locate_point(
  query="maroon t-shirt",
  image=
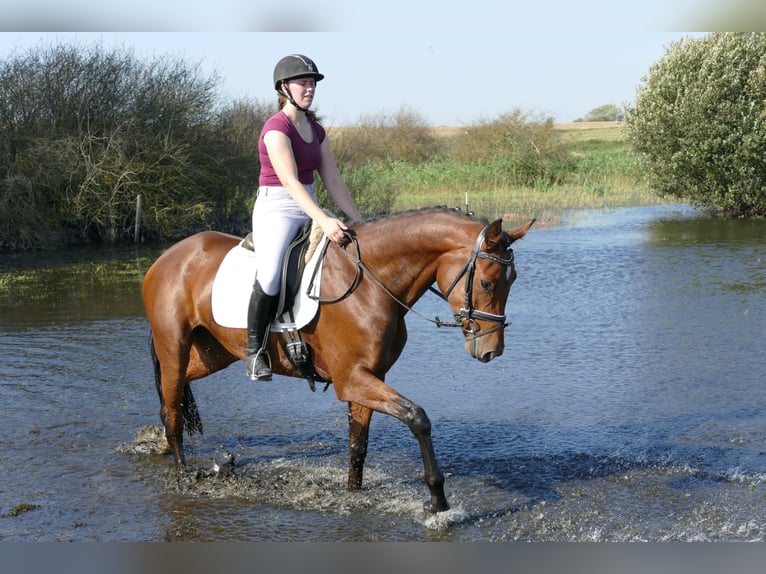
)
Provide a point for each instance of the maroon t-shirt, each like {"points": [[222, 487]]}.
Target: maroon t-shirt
{"points": [[308, 156]]}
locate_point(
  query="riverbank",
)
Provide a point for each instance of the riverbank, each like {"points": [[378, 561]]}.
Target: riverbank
{"points": [[601, 173]]}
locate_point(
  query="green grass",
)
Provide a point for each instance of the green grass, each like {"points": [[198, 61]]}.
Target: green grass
{"points": [[599, 172]]}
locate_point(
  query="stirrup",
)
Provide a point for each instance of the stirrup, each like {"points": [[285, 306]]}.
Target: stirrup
{"points": [[258, 367]]}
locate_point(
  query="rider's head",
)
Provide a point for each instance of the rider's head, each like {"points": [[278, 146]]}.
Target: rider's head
{"points": [[293, 67]]}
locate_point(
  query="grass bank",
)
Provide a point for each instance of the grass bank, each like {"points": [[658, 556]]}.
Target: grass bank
{"points": [[597, 171]]}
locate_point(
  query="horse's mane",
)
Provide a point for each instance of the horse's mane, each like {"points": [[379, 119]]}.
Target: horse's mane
{"points": [[439, 209]]}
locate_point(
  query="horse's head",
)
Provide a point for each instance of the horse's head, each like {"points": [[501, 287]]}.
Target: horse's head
{"points": [[486, 278]]}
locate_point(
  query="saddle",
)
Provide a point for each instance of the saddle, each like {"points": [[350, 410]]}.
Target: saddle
{"points": [[299, 252]]}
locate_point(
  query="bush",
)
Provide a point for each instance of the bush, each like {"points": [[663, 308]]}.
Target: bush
{"points": [[517, 147], [84, 131], [699, 123]]}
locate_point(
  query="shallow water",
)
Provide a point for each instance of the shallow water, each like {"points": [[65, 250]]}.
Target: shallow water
{"points": [[629, 405]]}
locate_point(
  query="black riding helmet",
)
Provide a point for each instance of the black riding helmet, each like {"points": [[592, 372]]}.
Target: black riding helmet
{"points": [[295, 66]]}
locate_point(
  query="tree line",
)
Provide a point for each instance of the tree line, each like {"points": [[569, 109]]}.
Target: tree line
{"points": [[84, 131]]}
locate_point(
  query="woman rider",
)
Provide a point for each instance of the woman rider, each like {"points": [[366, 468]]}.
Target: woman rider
{"points": [[292, 146]]}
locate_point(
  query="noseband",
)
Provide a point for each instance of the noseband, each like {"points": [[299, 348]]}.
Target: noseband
{"points": [[468, 313]]}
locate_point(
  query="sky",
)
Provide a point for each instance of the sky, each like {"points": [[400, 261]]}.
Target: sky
{"points": [[451, 63]]}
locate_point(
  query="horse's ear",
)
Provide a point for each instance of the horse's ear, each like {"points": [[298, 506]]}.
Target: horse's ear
{"points": [[494, 233], [519, 232]]}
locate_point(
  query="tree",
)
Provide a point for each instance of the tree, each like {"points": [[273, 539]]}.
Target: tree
{"points": [[699, 123], [605, 113]]}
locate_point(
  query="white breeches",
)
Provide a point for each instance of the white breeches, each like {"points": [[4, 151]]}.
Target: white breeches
{"points": [[276, 221]]}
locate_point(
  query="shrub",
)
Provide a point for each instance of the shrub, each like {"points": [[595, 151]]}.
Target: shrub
{"points": [[699, 123], [519, 148]]}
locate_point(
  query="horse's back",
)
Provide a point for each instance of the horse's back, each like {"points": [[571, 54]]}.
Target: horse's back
{"points": [[186, 269]]}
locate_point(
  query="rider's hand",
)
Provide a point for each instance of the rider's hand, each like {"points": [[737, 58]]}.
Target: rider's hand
{"points": [[334, 229]]}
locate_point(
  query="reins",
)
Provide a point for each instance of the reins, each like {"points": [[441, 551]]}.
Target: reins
{"points": [[466, 313]]}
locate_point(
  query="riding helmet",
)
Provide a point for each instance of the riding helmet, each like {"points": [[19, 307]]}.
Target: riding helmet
{"points": [[295, 66]]}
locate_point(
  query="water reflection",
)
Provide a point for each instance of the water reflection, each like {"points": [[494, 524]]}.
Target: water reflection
{"points": [[629, 405]]}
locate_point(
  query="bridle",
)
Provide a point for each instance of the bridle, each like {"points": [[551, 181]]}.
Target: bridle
{"points": [[466, 314]]}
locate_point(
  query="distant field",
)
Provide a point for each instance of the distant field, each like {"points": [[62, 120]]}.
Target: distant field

□ □ □ □ □ □ □

Images in the data above are to be skipped. Retype all other material exactly.

**REPLY**
locate_point(
  query="maroon t-shirt",
  image=
)
Provide a point for each instance of the maroon t-shirt, each like {"points": [[222, 487]]}.
Target: maroon t-shirt
{"points": [[308, 156]]}
locate_point(
  query="riverbank",
)
Provide a point for each instance of the riverbank, each like {"points": [[378, 561]]}.
Target: riverbank
{"points": [[601, 173]]}
locate_point(
  query="green grass",
)
Provide a point for each instance of the green grass, each like {"points": [[198, 61]]}.
Target: green grass
{"points": [[599, 172]]}
locate_point(
  query="stirrup",
)
Provide a point for each instance of the stirrup, each like {"points": [[285, 306]]}.
Target: stirrup
{"points": [[258, 367]]}
locate_point(
  query="rider's head",
)
Provide a point for each instance of the rider's head, each like {"points": [[278, 146]]}.
Target: rider's head
{"points": [[293, 67]]}
locate_point(
  query="grass bank",
)
Provide a point for each instance of the grass bank, each like {"points": [[658, 556]]}.
Target: grass bank
{"points": [[597, 171]]}
locate_point(
  query="horse's mane",
)
Provide a point for each instance of the horse's mane, each like {"points": [[379, 119]]}.
Target: horse's mane
{"points": [[439, 209]]}
locate_point(
  query="horse's head",
)
Provide a point for each instance of the horse's head, each like {"points": [[501, 287]]}.
Target: horse's head
{"points": [[486, 278]]}
locate_point(
  query="saddle",
)
Provide a point for each instance of the saddle, each like {"points": [[350, 410]]}.
Target: saddle
{"points": [[299, 252]]}
locate_point(
  query="bush",
)
Provide a point for each instance of the bush, each like {"points": [[663, 308]]}.
Target: bush
{"points": [[517, 147], [84, 131], [699, 123]]}
locate_point(
  query="shallow water",
)
Provide a point for each instance of the shallow water, each like {"points": [[65, 250]]}.
Target: shallow water
{"points": [[629, 405]]}
locate_point(
  query="black riding helmet",
)
Provide a point for each instance of the black riding helmet, each like {"points": [[592, 372]]}.
Target: black riding helmet
{"points": [[295, 66]]}
locate_point(
  query="tree line",
)
Provide a point for each instance of the tree line, each like {"points": [[569, 109]]}.
Target: tree line
{"points": [[84, 131]]}
locate_point(
  query="woman rider",
)
Provide a point for each instance of the woman rider, each like {"points": [[366, 468]]}.
Target: woman rider
{"points": [[292, 146]]}
locate_point(
  query="noseband",
)
Provide a point for each instance of the noseband, each like {"points": [[299, 348]]}.
Target: noseband
{"points": [[468, 313]]}
locate_point(
  query="sky",
)
Provide a point for each instance of the sky, each like {"points": [[400, 261]]}.
Target: sky
{"points": [[451, 63]]}
locate_point(
  query="horse's ear",
)
Provide a point for each instance of the horse's ear, each like {"points": [[298, 506]]}.
Target: horse's ear
{"points": [[494, 233], [519, 232]]}
locate_point(
  query="tree",
)
Provide a point for each instance of the tree, each like {"points": [[273, 539]]}.
Target: tree
{"points": [[699, 123], [605, 113]]}
locate_point(
  query="white breeches",
)
Provide a point for each instance of the white breeches, each like {"points": [[4, 151]]}.
Target: white breeches
{"points": [[276, 221]]}
locate_point(
  query="shrub",
)
Provide a point for each instance of the shrub, each like {"points": [[595, 151]]}.
Target: shrub
{"points": [[699, 123], [519, 148]]}
locate_point(
  query="horse's back",
)
Provide a point for each instance of the horse's back, each like {"points": [[571, 54]]}.
Target: horse's back
{"points": [[186, 269]]}
locate_point(
  query="rider's hand",
)
Provide a point for each instance of the rider's hand, each like {"points": [[737, 58]]}.
Target: rider's hand
{"points": [[334, 229]]}
locate_point(
  query="reins",
)
Provide a point for each instance of the reins, each like {"points": [[441, 551]]}.
Target: reins
{"points": [[466, 313]]}
locate_point(
  query="riding helmet",
)
Provide a point for each instance of the riding helmet, each like {"points": [[19, 307]]}.
Target: riding helmet
{"points": [[295, 66]]}
locate_point(
  query="water reflection",
)
Provide a point for each instance of the water reflection, each like {"points": [[494, 524]]}.
Target: water reflection
{"points": [[629, 405]]}
locate_point(
  query="bridle",
)
Provide a point for each instance of the bridle, each like {"points": [[551, 181]]}.
Target: bridle
{"points": [[466, 314]]}
locate_point(
  query="distant field",
)
Provide a point for each instance of the distant field, each like {"points": [[62, 120]]}.
Target: distant field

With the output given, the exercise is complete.